* [Description of the task]:
Reproduce the lines below verbatim, starting with the line that contains "Where can the dark" and continuing through the end of the records.

[Items in a dataset]
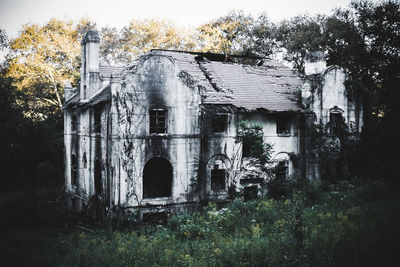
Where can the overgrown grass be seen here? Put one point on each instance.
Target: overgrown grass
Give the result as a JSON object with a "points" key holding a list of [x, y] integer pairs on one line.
{"points": [[343, 225]]}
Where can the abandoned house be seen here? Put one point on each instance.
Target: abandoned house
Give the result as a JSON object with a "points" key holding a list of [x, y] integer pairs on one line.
{"points": [[137, 135]]}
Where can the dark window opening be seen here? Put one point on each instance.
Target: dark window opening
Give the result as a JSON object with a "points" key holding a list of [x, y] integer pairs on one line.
{"points": [[158, 121], [157, 178], [218, 179], [97, 177], [74, 170], [246, 148], [252, 147], [250, 192], [283, 124], [74, 123], [84, 160], [336, 123], [219, 123], [97, 120], [281, 170]]}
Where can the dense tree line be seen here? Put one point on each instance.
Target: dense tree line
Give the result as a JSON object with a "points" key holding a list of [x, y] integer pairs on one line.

* [Expected answer]:
Where can the dark window opening be seen here? Put one point on each instance.
Target: dark window opening
Give the result as a JSON object with a "points" key holding a list of [x, y] integer pairs on one line.
{"points": [[158, 121], [157, 178], [218, 179], [97, 177], [74, 170], [246, 148], [252, 147], [250, 192], [283, 124], [74, 123], [84, 160], [336, 123], [219, 123], [97, 120], [281, 170]]}
Where can the dense tree line be seen here? Put one point on each instance.
Target: dense tree line
Give the result as a JSON object with a "points" key holding a list of [x, y] integer pairs on one line.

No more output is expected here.